### [Action item]
Look through the entries below and extract exactly the lines from the one containing "drop one pin per instance, shaped like <point>197,332</point>." through the one containing "drop one pin per instance, shaped like <point>411,11</point>.", ends included.

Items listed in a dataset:
▼

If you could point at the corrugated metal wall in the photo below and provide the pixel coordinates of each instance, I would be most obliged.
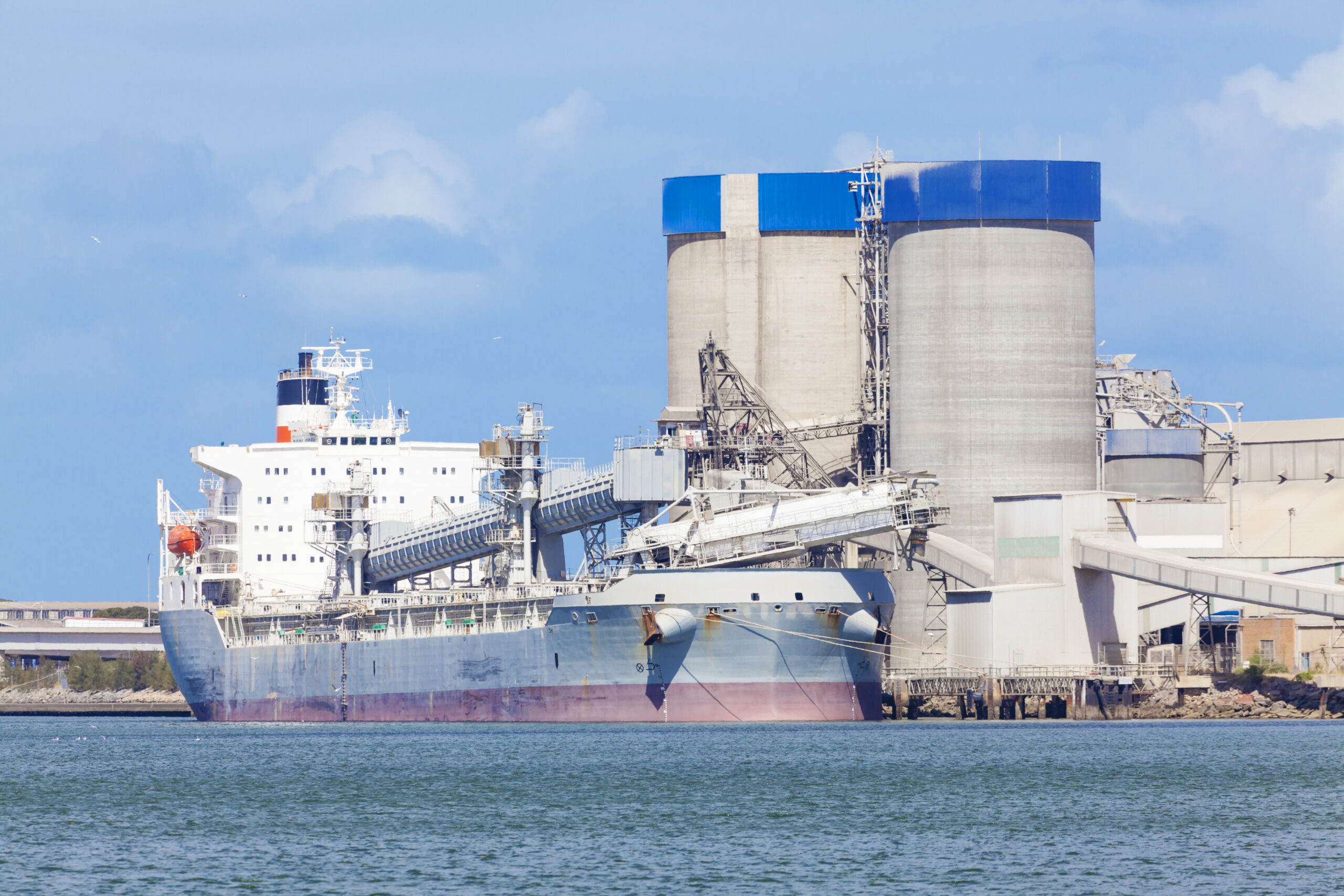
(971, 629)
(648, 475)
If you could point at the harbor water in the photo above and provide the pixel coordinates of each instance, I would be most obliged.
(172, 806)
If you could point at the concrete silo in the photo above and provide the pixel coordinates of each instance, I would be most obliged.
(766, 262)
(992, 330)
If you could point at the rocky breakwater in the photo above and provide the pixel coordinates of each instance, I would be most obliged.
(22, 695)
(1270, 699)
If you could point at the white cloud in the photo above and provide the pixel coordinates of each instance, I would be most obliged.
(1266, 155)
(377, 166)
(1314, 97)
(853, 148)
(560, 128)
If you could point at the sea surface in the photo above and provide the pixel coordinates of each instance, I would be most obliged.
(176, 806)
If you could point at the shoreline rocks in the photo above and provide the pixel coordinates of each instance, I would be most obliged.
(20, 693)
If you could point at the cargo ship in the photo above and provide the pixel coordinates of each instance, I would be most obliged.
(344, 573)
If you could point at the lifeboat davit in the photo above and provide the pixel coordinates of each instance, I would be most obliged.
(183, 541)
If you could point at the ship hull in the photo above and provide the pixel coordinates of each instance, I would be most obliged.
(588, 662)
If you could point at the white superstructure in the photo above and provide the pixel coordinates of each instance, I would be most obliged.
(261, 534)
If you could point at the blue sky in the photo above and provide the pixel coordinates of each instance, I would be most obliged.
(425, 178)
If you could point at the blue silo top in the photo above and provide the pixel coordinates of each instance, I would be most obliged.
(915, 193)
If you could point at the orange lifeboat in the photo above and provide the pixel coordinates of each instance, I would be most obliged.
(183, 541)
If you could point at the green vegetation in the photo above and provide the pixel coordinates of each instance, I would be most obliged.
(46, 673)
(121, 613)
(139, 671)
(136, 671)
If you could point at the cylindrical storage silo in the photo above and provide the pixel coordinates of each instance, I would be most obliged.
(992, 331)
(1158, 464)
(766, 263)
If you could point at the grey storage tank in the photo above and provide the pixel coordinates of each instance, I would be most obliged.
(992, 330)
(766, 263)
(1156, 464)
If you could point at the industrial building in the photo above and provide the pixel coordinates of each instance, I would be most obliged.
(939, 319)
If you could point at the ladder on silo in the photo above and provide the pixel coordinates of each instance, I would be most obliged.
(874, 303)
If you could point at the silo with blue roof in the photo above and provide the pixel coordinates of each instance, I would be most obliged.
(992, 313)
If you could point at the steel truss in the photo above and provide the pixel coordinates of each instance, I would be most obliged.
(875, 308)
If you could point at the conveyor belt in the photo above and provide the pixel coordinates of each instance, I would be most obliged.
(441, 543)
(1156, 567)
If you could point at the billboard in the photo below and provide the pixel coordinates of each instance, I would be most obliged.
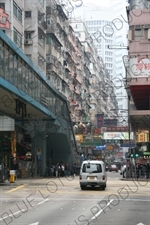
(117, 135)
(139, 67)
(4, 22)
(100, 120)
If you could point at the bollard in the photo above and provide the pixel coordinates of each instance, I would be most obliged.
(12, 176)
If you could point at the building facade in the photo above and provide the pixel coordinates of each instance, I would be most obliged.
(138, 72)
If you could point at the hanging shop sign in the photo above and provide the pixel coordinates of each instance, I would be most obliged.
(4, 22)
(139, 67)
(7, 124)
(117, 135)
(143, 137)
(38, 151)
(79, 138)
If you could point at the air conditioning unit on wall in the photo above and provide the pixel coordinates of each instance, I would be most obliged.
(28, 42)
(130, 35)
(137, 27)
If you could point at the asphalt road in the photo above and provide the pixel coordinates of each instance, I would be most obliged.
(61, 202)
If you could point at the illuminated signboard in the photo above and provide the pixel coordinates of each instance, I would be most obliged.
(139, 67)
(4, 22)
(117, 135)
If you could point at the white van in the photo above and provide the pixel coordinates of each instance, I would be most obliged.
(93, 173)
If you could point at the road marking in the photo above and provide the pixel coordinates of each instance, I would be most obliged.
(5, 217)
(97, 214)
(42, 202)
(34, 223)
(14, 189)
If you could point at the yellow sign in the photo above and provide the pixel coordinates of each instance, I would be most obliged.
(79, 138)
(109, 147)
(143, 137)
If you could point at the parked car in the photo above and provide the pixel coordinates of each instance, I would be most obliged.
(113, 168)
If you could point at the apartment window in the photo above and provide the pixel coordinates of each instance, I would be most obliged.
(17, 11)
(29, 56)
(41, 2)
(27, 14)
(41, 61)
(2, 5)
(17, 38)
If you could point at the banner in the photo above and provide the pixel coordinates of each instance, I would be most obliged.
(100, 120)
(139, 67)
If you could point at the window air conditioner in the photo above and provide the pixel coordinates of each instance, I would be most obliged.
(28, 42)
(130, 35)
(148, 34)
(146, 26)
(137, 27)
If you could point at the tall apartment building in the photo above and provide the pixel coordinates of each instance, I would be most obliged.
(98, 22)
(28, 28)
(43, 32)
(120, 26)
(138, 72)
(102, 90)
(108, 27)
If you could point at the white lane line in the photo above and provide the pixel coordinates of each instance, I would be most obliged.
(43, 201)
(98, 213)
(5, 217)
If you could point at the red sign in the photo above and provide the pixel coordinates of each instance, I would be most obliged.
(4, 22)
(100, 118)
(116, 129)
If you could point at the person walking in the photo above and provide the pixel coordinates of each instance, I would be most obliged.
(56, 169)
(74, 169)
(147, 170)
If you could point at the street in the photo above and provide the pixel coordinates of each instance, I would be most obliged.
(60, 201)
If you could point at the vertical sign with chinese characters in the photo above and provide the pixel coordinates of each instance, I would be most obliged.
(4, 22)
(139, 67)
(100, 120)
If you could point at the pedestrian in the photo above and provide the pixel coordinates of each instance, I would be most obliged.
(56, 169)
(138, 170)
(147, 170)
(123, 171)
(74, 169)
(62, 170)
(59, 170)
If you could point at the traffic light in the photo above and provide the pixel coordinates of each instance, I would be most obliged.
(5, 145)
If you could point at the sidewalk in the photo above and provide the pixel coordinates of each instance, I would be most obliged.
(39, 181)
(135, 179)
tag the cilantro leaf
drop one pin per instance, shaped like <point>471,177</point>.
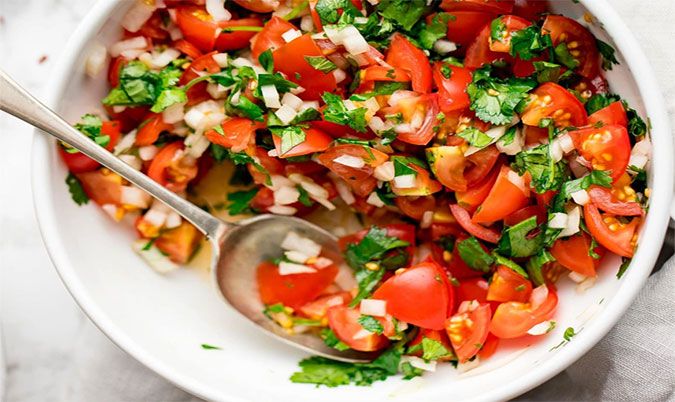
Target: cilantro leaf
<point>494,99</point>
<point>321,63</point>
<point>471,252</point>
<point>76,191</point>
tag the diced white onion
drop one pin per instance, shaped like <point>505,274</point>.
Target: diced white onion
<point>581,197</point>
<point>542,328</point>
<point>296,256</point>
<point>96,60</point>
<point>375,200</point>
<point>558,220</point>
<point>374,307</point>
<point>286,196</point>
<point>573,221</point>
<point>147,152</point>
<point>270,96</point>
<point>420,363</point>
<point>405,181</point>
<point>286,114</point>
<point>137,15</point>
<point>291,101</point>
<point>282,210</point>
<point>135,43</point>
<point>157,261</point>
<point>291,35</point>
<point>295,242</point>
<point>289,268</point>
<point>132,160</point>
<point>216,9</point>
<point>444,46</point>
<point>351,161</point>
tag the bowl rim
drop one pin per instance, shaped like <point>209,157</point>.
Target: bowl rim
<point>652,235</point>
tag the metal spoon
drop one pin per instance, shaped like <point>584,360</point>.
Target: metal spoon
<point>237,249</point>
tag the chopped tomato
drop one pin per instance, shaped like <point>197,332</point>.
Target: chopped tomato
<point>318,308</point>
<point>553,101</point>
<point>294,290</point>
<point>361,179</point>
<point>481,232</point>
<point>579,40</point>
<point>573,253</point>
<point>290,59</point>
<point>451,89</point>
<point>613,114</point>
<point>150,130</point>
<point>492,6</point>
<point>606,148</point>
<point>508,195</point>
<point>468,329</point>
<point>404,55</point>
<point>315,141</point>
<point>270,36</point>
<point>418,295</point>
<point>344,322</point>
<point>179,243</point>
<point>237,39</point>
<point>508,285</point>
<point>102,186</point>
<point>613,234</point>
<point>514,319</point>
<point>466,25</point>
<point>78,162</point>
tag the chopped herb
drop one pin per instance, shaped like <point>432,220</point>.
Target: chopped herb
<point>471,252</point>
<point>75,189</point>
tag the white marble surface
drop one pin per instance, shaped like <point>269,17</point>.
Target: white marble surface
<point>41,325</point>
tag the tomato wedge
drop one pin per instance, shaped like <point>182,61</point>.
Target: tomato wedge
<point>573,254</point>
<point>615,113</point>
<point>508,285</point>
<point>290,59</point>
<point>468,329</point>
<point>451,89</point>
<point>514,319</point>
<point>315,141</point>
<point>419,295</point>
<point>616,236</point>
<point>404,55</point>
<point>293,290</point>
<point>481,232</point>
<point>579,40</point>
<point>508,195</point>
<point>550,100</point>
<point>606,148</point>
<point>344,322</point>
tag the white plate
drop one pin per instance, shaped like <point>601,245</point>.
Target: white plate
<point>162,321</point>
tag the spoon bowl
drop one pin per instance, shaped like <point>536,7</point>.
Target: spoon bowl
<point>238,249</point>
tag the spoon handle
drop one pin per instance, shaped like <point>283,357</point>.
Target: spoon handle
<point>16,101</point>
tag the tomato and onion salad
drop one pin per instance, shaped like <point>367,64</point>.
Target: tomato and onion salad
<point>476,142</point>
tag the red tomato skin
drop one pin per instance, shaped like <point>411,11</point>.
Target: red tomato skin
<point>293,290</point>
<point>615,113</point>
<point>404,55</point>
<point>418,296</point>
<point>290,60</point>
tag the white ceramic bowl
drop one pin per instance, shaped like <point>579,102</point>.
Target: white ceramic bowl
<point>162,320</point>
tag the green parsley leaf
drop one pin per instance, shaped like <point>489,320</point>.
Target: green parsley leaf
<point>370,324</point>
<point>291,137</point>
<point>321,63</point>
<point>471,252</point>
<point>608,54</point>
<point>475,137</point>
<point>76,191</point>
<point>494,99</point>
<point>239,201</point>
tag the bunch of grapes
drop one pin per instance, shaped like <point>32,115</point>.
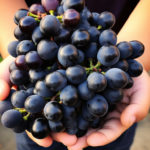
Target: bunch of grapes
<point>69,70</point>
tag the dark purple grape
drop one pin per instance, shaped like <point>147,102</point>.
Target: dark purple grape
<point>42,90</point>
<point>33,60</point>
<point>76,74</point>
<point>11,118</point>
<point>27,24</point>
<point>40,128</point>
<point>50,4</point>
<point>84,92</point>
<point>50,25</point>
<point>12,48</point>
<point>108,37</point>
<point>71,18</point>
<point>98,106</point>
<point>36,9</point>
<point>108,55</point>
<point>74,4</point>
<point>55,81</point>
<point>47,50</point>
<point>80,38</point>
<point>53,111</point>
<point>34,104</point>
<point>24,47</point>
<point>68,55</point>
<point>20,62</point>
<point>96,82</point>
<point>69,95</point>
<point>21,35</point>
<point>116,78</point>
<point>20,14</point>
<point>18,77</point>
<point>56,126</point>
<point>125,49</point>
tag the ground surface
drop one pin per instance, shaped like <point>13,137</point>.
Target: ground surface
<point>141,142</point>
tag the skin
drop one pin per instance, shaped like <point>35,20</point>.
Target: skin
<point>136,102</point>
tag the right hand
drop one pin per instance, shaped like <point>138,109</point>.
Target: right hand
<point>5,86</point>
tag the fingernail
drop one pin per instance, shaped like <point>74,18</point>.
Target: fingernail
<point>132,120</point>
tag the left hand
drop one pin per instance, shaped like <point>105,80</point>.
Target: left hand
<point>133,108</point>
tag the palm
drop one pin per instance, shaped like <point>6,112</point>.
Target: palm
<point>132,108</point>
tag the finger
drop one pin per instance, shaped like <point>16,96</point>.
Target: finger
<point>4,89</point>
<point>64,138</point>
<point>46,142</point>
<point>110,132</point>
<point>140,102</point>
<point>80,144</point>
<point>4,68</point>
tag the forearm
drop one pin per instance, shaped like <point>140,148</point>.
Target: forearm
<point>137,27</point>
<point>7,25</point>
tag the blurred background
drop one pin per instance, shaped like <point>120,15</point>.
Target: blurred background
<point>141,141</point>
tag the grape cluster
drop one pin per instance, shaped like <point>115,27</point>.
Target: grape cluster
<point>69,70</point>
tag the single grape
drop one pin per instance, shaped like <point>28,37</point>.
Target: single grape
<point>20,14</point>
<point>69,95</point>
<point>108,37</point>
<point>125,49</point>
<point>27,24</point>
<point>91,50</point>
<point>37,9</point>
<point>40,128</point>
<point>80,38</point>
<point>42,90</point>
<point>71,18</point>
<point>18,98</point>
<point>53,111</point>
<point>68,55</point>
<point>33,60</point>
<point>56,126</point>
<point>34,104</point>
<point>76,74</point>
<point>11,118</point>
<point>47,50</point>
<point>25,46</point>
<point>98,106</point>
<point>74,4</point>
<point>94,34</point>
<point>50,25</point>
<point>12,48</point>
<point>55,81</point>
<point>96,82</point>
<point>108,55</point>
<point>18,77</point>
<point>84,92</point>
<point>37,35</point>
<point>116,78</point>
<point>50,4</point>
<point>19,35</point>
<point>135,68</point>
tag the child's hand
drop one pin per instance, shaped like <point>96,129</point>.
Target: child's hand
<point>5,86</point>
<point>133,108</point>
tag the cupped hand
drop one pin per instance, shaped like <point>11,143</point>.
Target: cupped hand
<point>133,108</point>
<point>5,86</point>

▲

### [Answer for this exercise]
drop one pin per instance, shaped like <point>197,332</point>.
Target: chopped tomato
<point>318,308</point>
<point>553,101</point>
<point>294,290</point>
<point>361,179</point>
<point>481,232</point>
<point>579,40</point>
<point>573,253</point>
<point>290,59</point>
<point>451,89</point>
<point>613,114</point>
<point>150,130</point>
<point>492,6</point>
<point>606,148</point>
<point>508,195</point>
<point>468,329</point>
<point>404,55</point>
<point>315,141</point>
<point>270,36</point>
<point>418,295</point>
<point>344,322</point>
<point>179,243</point>
<point>237,39</point>
<point>508,285</point>
<point>102,186</point>
<point>613,234</point>
<point>514,319</point>
<point>466,25</point>
<point>78,162</point>
tag the chopped herb
drop one pin per instance, shaped like <point>432,220</point>.
Target: chopped herb
<point>471,252</point>
<point>75,189</point>
tag the white marble surface
drop one pin per instance, shaped like <point>269,17</point>.
Target: white marble surface
<point>41,325</point>
tag the tomato wedge
drop one pin per instance, shaped like <point>182,61</point>.
Target: tomato wedge
<point>573,254</point>
<point>615,113</point>
<point>508,285</point>
<point>290,59</point>
<point>468,329</point>
<point>451,89</point>
<point>514,319</point>
<point>315,141</point>
<point>419,295</point>
<point>616,236</point>
<point>404,55</point>
<point>293,290</point>
<point>481,232</point>
<point>579,40</point>
<point>508,195</point>
<point>550,100</point>
<point>606,148</point>
<point>344,322</point>
tag the white plate
drop one pin per instance, shaped like <point>601,245</point>.
Target: white plate
<point>162,321</point>
tag the spoon bowl
drop one pin per instance, shaped like <point>536,7</point>.
Target: spoon bowl
<point>238,249</point>
tag the spoon handle
drop one pin per instance, shaped like <point>283,357</point>.
Target: spoon handle
<point>16,101</point>
tag the tomato and onion salad
drop one pin per instance, shaped like <point>367,64</point>.
Target: tomato and onion salad
<point>476,142</point>
tag the red tomato skin
drop one pin per instance, shaped like <point>411,11</point>.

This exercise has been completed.